◆ Short exercise:
Update the lines from the beginning up to and including the line with "511;708;548;734": replace "integer pixel coords" with "integer pixel coordinates", leave everything else unchanged, and return only those lines.

◆ Data provided:
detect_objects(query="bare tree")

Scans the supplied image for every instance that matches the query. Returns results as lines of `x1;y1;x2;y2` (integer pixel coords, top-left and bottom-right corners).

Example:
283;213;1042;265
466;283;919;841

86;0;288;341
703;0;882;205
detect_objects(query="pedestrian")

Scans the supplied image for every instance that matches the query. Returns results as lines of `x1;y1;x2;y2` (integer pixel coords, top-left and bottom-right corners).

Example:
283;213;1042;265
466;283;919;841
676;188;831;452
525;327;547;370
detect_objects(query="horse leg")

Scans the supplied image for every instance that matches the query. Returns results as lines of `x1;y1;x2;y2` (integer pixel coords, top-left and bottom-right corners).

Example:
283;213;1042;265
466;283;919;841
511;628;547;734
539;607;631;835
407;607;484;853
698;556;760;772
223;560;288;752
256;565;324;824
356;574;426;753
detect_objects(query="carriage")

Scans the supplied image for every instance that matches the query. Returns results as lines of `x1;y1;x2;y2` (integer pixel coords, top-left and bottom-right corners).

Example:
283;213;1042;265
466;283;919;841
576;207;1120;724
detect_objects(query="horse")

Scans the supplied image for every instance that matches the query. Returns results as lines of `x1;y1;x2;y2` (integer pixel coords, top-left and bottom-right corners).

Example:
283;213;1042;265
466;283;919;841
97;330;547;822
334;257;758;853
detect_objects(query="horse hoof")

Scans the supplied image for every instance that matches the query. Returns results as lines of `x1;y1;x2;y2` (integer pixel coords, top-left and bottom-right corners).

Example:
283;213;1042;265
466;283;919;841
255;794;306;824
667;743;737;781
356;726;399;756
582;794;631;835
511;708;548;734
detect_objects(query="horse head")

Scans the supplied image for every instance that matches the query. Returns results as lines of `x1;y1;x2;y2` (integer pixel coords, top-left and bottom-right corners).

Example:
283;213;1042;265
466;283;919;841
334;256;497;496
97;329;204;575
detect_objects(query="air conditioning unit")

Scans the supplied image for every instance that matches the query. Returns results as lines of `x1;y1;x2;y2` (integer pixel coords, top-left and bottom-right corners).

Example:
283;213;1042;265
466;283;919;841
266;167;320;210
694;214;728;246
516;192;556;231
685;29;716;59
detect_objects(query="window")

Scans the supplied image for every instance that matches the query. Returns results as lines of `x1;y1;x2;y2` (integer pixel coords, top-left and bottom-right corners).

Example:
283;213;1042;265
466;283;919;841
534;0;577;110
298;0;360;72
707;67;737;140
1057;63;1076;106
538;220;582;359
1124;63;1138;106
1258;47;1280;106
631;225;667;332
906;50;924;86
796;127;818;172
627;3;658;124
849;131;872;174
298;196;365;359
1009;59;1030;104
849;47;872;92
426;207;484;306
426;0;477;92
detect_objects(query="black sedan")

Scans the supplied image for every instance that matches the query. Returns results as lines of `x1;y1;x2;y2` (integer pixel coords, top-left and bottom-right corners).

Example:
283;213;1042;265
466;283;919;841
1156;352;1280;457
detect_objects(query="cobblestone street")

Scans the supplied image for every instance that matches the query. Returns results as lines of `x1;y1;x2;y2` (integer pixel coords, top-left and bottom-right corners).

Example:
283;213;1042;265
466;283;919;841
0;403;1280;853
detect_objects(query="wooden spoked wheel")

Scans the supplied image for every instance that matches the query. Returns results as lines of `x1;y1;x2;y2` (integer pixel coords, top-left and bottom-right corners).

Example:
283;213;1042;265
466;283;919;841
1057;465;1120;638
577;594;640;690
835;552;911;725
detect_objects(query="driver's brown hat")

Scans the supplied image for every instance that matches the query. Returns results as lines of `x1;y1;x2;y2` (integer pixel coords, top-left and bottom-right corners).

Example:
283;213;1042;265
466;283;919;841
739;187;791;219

◆ Answer below:
detect_objects(query="bare tree")

Scans the supplied image for every instance that matches the query. Returns results as lines of `x1;y1;x2;y2` (integer pixel coordinates, top-left and bottom-right corners).

Example:
283;213;1042;265
466;283;919;841

86;0;288;341
703;0;882;205
detect_objects(query="pedestrian")

Scans the supplied image for every instance that matches the query. Returns results as lines of `x1;y1;x2;y2` (integer pixel coordinates, top-left and bottom-right corners).

Example:
283;213;1042;265
466;283;919;841
676;188;831;452
525;327;547;370
detect_objects(query="horse leg")

Scans the supplied image for every instance that matches the query. Returns results as lines of `x1;y1;x2;y2` (integer pixel coordinates, top-left and bottom-right corners).

Example:
283;213;1042;265
466;283;919;841
511;628;547;734
539;607;631;835
407;607;484;853
698;556;760;772
223;560;288;752
256;565;324;824
356;574;426;753
detect_objects(query="carriage")

Scans the supplied image for every instance that matches the query. Returns results as lines of `x1;y1;x2;y2` (integer pixel coordinates, top-left and bottom-right corners).

Example:
283;213;1042;265
466;283;919;841
576;207;1120;724
detect_objects(query="horse")

Scans the supplied image for every instance that matches the query. Returns results as lines of `x1;y1;x2;y2` (integer pixel coordinates, top-left and bottom-right corners).

Example:
283;213;1042;265
466;283;919;841
97;330;547;822
334;257;758;853
detect_objects(query="horse hoof")

Scans the supplied image for every instance that matches the query. Returns results as lines of `x1;y1;x2;y2` (integer pixel coordinates, top-left and bottom-right corners).

Example:
283;213;1042;265
466;283;919;841
255;794;306;824
667;743;737;781
356;726;399;756
582;794;631;835
511;708;548;734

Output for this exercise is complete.